Data shown section start

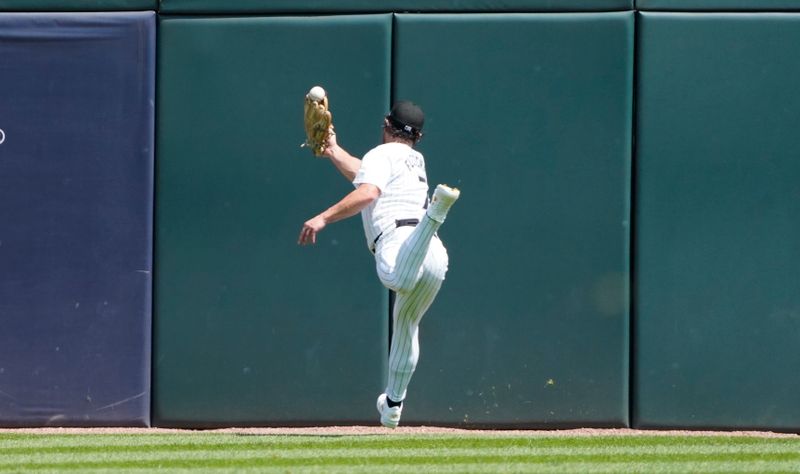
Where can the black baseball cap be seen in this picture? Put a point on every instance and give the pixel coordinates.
(407, 117)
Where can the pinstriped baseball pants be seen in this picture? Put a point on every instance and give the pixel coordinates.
(411, 261)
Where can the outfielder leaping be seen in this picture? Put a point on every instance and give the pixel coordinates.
(400, 226)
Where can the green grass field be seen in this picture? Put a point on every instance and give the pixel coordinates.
(215, 452)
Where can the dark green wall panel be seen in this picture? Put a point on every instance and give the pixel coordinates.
(530, 115)
(718, 221)
(718, 5)
(76, 5)
(249, 327)
(339, 6)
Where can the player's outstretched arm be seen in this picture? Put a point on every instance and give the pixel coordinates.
(346, 163)
(349, 206)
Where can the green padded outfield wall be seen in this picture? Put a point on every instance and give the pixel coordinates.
(719, 5)
(251, 328)
(530, 115)
(339, 6)
(77, 5)
(717, 222)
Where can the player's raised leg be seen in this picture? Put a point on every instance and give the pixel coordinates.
(406, 271)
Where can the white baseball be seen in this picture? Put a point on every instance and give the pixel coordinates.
(316, 93)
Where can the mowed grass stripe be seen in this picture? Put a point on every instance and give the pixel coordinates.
(19, 455)
(182, 441)
(389, 458)
(438, 468)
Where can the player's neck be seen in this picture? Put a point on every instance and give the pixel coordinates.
(393, 139)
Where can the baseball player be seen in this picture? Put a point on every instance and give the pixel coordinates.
(400, 225)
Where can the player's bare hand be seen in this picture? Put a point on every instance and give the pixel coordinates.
(308, 235)
(330, 145)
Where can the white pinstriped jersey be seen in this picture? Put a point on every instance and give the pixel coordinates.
(399, 172)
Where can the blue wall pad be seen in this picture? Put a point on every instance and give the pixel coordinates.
(76, 5)
(377, 6)
(76, 178)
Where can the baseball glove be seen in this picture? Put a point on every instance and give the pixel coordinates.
(318, 122)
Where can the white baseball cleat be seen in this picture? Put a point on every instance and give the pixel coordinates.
(443, 197)
(390, 416)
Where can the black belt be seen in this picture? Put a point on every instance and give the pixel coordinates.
(397, 223)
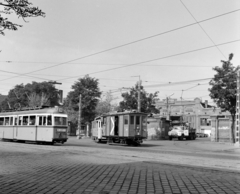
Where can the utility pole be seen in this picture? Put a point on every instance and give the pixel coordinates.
(79, 115)
(167, 99)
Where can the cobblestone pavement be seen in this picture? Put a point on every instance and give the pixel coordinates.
(45, 169)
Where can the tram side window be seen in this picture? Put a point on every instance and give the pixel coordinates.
(32, 120)
(42, 120)
(60, 121)
(1, 120)
(7, 121)
(20, 120)
(144, 121)
(15, 121)
(25, 120)
(125, 120)
(131, 120)
(49, 120)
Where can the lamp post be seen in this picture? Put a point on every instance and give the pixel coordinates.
(79, 116)
(60, 92)
(80, 113)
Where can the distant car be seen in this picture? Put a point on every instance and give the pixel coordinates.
(200, 134)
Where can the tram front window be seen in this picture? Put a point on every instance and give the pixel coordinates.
(49, 120)
(6, 120)
(60, 121)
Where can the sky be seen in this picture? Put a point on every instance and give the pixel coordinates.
(170, 45)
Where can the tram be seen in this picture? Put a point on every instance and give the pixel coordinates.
(41, 125)
(121, 127)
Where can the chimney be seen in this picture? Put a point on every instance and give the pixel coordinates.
(206, 103)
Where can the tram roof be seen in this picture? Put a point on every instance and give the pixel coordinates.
(48, 110)
(124, 113)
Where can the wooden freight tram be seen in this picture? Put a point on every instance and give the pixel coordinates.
(122, 127)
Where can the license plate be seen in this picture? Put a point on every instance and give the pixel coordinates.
(61, 130)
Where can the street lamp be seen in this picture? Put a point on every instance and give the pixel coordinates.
(60, 92)
(80, 113)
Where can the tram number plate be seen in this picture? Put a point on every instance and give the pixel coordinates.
(61, 130)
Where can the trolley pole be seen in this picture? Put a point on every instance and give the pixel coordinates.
(79, 116)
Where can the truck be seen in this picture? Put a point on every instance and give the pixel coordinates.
(181, 129)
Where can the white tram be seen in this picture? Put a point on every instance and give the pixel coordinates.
(43, 125)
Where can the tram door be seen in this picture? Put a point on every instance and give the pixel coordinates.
(15, 129)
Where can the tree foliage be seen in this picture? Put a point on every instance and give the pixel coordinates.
(147, 100)
(21, 8)
(224, 88)
(31, 94)
(90, 92)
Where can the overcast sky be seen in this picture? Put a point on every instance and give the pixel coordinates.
(176, 41)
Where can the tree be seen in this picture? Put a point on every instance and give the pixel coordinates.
(224, 89)
(147, 100)
(90, 92)
(34, 94)
(21, 8)
(105, 105)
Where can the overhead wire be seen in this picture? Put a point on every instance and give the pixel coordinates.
(151, 60)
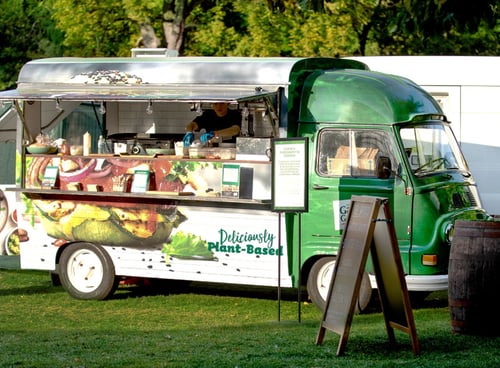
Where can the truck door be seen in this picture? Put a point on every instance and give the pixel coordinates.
(344, 164)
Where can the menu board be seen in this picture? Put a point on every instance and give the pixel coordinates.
(369, 228)
(290, 179)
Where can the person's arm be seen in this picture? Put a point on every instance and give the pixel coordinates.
(227, 132)
(192, 126)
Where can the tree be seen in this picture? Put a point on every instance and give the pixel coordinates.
(436, 27)
(27, 33)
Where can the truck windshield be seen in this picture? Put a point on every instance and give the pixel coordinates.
(432, 148)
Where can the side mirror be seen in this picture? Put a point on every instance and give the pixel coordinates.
(384, 167)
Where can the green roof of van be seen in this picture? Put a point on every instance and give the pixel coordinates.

Data shown section end

§ **What you should do**:
What is needed is the whole listing again, set down exactly, without its pictures.

§ **Exercise solution**:
Where can the black baseball cap be seen in this picture? Put a point on every instance and give the pixel coordinates.
(407, 117)
Where can the pinstriped baseball pants be seen in this picture? Put a point on every instance and give the pixel coordinates.
(411, 261)
Where can the outfielder leaping be seen in this picture? Put a point on every instance and give the pixel coordinates.
(400, 226)
Where can the green grass field be seen in this picture? Put a point on every instance and give the pixel coordinates.
(215, 452)
Where can the dark green wall panel be seen in this picture? Put a point on every instance and give the pixel coordinates.
(530, 115)
(718, 221)
(718, 5)
(76, 5)
(249, 327)
(339, 6)
Where can the player's outstretched arm be seen in this picture? Put a point on every instance and give the pixel coordinates.
(346, 163)
(349, 206)
Where can the green padded outfield wall be seen in this picture? Put a point on every instance and give the pixel coordinates.
(719, 5)
(251, 328)
(530, 115)
(339, 6)
(77, 5)
(717, 222)
Where can the player's raised leg be seen in this picture? Put a point on every instance and give the pixel coordinates.
(406, 271)
Where can the white baseball be seen in this picture? Put a point on every instance and give the pixel coordinates.
(316, 93)
Where can the mowed grass stripe be seen in this picture? Put a point on every instance and give the pixel coordinates.
(19, 455)
(182, 441)
(389, 458)
(438, 468)
Where can the player's neck be seen in this picture? Put a point on every instance and give the pixel coordinates.
(393, 139)
Where can the baseball player be seen in this picture? Put a point on every instance and give the pixel coordinates.
(400, 225)
Where can the player's bare hand be seen in this picture? Put a point on every instance and give the pixel coordinates.
(308, 235)
(330, 145)
Where can the white pinstriped jersey be seen in this picture? Put a point on every instance and give the pixel coordinates.
(399, 172)
Where can the blue wall pad be seen in this picture? Put a point on every instance and give the pixel coordinates.
(76, 5)
(377, 6)
(76, 178)
Where can the baseball glove be seen in this picture? Put a point on every instance and give the pixel coordinates.
(318, 122)
Where can the white baseball cleat be seen in this picture? Put a point on every instance and give the pixel coordinates.
(443, 197)
(390, 416)
Where can the black belt be seen in this picture? Put a point on every instance and give the pixel coordinates.
(397, 223)
Where can the utility pole be seen in this picture? Put a point on every instance and give the pixel coordinates.
(79, 115)
(167, 99)
Where can the cobblestone pavement be seen in this picture? Put a point on every instance and give the pixel coordinates.
(45, 169)
Where can the tram side window be seen in this picture? Put a point on every instance and give the pixel coordinates.
(32, 120)
(42, 120)
(60, 121)
(1, 120)
(7, 121)
(20, 120)
(144, 121)
(15, 121)
(25, 120)
(125, 120)
(131, 120)
(49, 120)
Where can the lamp post be seen in this picture? Put a point on every instance and give the pixel coordinates.
(79, 116)
(60, 92)
(80, 113)
Where can the distant car be seen in this picture? Put a point on every instance and give the pixel coordinates.
(200, 134)
Where can the tram front window be seen in this picture? Put a point on every instance and give the pixel coordinates.
(49, 120)
(6, 120)
(60, 121)
Where can the sky be seen in this picture? Put a point on every instance and give the pixel coordinates.
(170, 45)
Where can the tram be seen in this picture? Put a point on every instance and give the pixel coordinates.
(41, 125)
(121, 127)
Where can the chimney be seen in this picture? Put a point on every instance and give the pixel coordinates.
(206, 103)
Where can the tram roof be seen in this picture? Put a point on every instance and give the pixel coordinates.
(48, 110)
(124, 113)
Where can the wooden freight tram be seen in this picture? Put a point on every instance and give the pixel coordinates.
(122, 127)
Where can the license plate be seen in this picture? Put a point on every instance and give the pixel coordinates.
(61, 130)
Where can the street lamp be seen in this picture? Put a point on every instance and give the pixel coordinates.
(60, 92)
(80, 113)
Where can the tram number plate be seen in this picture? Put a point on every instance and give the pixel coordinates.
(61, 130)
Where can the trolley pole be seen in this picture? Put a point on every instance and give the pixel coordinates.
(79, 116)
Where can the truck be seen in this picture? Put a point on every instance and give the pixel coordinates.
(181, 129)
Where can the white tram be seen in this picture? Put a point on every instance and give the pixel coordinates.
(43, 125)
Where can the tram door be seen in this picture? Put a point on every instance and give the pixel coordinates.
(15, 129)
Where can the tree foliage be seen in this picture? Put a point on every instance and give the pixel coordinates.
(147, 100)
(21, 8)
(224, 88)
(31, 94)
(90, 92)
Where can the overcast sky be seen in this picture? Put a point on every instance and give the pixel coordinates.
(176, 41)
Where can the tree be seen in this picture? Put a point on every instance and give the pixel coordinates.
(224, 89)
(147, 100)
(90, 92)
(34, 94)
(21, 8)
(105, 105)
Where can the overhead wire be seen in this picture? Put a point on every instance and give the pixel coordinates.
(151, 60)
Where can the truck door be seen in this picture? Put a point on every instance and give the pixel coordinates.
(344, 164)
Where can the menu board be seen in this picture? Put a point on every instance and give the pixel coordinates.
(369, 228)
(290, 179)
Where can the person's arm be seen in this picture? Put a point on every instance and give the pixel coordinates.
(227, 132)
(192, 126)
Where can the tree be seen in this picture? Put a point on every instance and give the pixel coordinates.
(436, 27)
(27, 33)
Where can the truck windshield be seen in this picture? Put a point on every instance and give the pixel coordinates.
(432, 148)
Where can the side mirror be seen in this picture? Put a point on every instance and give the pixel coordinates.
(384, 167)
Where can the green roof of van be seen in this picture? Put a point on every instance and give the pixel coordinates.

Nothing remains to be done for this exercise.